[Opening SUPPLIED ENTRIES section]
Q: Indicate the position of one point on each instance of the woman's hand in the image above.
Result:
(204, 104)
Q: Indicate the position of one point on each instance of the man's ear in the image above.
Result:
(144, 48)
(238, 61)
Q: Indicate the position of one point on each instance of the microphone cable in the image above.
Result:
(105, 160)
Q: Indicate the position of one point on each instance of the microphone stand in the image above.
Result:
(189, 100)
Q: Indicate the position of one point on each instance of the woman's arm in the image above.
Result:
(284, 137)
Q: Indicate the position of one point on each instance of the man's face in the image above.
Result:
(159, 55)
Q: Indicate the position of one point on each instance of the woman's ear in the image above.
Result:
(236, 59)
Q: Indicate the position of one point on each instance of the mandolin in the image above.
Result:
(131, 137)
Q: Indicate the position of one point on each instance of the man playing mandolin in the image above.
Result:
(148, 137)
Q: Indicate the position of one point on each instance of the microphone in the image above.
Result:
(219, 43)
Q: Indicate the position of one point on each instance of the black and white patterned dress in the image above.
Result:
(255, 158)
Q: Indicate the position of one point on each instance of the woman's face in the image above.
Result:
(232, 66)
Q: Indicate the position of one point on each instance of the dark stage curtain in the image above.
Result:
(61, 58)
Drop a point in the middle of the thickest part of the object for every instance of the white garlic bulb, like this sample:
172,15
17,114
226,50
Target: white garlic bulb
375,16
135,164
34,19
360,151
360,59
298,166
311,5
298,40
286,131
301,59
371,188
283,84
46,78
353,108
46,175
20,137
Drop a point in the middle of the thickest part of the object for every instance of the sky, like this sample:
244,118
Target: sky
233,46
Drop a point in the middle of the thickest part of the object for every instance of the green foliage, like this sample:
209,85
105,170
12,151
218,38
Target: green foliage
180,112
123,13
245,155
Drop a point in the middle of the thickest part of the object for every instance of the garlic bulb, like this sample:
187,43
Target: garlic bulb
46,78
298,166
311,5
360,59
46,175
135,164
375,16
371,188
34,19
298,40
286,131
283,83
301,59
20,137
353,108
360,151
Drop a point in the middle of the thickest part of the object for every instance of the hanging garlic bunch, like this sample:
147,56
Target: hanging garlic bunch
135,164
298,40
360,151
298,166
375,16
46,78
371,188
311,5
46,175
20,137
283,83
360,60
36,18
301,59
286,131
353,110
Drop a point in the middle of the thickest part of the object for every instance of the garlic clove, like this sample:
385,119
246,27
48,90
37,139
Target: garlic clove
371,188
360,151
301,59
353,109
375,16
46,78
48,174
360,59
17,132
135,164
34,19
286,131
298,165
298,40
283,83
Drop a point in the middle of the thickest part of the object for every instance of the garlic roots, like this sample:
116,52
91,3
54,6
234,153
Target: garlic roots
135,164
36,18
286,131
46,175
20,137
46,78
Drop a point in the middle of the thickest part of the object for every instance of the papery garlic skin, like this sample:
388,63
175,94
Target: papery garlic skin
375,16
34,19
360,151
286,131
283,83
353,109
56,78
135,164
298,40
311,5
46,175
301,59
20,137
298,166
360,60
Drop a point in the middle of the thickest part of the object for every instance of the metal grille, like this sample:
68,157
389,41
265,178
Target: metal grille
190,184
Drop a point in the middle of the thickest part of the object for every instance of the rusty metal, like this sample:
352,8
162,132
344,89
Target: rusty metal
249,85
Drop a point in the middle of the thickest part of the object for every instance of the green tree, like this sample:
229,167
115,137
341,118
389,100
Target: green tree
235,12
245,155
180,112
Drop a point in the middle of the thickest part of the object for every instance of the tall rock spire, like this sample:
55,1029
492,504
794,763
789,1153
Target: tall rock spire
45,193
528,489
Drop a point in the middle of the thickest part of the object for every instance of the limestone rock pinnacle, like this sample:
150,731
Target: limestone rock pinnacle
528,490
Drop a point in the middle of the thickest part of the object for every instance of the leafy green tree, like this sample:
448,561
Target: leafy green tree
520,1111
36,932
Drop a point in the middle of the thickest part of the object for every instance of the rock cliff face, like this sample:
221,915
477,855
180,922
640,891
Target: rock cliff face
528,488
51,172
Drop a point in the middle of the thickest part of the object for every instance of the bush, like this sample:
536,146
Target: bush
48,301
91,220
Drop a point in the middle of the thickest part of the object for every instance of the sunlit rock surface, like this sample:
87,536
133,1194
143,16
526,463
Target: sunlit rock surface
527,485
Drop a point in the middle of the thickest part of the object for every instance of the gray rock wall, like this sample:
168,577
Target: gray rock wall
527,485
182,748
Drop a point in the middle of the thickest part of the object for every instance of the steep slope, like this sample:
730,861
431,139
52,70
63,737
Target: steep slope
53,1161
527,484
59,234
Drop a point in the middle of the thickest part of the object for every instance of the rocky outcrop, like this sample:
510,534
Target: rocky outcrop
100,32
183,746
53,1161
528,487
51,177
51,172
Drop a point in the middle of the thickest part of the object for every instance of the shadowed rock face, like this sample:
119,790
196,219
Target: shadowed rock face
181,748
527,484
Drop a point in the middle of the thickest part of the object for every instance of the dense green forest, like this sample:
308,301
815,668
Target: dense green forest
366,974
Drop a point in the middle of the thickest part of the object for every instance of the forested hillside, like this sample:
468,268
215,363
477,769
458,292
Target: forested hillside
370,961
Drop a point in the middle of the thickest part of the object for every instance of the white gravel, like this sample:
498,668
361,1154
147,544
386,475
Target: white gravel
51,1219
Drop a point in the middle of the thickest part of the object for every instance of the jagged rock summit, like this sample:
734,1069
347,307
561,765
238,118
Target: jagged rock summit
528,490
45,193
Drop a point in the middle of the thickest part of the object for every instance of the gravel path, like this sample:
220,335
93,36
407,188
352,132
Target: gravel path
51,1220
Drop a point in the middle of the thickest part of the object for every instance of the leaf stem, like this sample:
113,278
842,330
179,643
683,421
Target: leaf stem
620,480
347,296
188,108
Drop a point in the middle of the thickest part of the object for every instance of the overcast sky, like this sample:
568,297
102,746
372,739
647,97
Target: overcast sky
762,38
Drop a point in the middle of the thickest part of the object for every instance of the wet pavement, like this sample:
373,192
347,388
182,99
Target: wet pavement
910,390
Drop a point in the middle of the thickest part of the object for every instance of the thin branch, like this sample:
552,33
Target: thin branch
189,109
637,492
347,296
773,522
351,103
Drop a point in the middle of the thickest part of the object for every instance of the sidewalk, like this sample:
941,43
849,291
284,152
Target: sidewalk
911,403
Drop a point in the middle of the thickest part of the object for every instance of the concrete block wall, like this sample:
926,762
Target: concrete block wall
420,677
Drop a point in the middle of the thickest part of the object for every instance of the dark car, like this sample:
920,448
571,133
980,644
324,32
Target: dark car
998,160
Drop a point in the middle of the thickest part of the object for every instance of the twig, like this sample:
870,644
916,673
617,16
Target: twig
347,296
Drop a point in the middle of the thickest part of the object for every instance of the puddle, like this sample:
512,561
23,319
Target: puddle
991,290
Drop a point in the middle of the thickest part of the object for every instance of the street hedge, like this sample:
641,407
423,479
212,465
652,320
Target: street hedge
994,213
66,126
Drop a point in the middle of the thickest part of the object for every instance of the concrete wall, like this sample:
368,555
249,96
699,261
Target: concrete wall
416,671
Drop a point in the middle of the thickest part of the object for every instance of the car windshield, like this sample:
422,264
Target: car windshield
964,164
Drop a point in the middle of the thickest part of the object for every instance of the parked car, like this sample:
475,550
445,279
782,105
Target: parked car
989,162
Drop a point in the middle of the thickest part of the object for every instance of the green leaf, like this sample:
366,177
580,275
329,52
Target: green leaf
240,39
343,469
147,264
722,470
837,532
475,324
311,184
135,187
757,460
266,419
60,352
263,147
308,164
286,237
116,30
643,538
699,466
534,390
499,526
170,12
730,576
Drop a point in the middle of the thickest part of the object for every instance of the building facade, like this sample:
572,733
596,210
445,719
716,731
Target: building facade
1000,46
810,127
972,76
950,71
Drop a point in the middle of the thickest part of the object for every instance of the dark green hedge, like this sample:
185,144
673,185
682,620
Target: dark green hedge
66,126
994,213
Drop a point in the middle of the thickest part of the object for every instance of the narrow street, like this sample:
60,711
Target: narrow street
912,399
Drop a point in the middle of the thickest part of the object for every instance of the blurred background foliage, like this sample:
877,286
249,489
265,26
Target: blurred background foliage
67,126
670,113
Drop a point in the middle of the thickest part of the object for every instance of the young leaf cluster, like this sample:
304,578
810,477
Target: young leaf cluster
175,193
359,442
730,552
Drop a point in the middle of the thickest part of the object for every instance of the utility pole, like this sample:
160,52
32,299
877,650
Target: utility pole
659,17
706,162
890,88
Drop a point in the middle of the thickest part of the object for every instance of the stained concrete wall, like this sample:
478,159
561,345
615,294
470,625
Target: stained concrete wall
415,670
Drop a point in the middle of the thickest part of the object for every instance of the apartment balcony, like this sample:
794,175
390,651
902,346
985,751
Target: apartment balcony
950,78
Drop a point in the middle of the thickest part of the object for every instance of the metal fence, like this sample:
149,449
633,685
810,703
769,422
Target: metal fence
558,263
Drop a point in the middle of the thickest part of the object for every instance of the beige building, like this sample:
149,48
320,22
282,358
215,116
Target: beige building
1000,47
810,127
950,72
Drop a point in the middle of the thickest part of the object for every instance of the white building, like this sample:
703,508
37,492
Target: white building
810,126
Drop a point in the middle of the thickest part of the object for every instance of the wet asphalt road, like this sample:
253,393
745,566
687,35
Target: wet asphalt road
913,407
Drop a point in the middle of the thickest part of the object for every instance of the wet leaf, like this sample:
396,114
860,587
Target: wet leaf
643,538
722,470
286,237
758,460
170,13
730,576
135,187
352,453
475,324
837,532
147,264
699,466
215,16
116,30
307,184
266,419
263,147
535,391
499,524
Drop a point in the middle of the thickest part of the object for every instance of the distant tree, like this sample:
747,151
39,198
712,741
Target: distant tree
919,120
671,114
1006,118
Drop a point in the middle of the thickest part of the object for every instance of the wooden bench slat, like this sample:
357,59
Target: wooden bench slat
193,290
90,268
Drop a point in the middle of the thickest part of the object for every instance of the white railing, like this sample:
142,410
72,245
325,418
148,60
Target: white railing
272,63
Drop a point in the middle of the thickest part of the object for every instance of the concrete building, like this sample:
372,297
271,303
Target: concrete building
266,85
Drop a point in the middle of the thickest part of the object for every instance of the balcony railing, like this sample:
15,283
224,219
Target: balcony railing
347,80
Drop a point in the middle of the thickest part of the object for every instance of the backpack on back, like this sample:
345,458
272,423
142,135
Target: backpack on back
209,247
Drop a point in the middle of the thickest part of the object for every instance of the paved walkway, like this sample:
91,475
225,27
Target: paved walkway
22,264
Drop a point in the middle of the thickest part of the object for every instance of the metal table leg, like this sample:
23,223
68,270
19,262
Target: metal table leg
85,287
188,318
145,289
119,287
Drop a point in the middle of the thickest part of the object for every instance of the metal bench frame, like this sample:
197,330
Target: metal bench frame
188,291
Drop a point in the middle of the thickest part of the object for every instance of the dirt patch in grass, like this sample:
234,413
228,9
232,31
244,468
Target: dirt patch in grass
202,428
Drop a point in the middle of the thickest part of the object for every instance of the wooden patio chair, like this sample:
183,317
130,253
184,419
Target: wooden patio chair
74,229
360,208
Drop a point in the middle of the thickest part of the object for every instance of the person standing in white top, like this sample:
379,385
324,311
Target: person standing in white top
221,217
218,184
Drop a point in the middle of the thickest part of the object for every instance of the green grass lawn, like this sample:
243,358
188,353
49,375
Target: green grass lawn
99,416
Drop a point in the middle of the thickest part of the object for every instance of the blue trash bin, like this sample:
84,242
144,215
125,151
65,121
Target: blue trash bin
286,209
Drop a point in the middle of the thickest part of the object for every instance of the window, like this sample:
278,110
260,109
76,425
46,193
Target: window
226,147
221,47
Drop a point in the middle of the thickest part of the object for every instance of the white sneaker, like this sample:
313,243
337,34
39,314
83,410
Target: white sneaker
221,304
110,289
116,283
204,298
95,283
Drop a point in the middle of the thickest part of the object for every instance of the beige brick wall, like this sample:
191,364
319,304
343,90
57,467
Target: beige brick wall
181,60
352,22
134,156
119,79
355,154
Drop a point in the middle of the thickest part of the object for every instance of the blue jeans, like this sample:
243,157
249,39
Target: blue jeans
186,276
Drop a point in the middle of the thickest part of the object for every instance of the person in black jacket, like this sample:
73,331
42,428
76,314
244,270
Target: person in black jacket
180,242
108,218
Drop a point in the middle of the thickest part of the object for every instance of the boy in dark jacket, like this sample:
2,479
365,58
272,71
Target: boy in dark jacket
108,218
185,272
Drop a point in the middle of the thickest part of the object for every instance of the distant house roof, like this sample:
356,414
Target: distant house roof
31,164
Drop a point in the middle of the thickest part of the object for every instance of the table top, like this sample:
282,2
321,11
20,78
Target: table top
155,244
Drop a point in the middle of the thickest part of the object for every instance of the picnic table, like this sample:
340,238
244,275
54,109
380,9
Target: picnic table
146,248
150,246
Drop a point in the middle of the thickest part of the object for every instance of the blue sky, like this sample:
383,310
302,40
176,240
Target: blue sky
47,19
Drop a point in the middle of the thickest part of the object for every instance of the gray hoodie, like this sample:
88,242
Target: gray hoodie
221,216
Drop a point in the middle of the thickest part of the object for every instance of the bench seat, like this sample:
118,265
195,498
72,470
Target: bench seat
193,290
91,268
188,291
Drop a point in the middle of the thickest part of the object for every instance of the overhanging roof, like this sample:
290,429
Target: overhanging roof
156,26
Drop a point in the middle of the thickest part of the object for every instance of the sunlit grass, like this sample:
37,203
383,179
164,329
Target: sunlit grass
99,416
[Closing SUPPLIED ENTRIES section]
Within the entries above, how many lines hold the string "microphone"? State the number with no other words.

### EXPECTED OUTPUT
3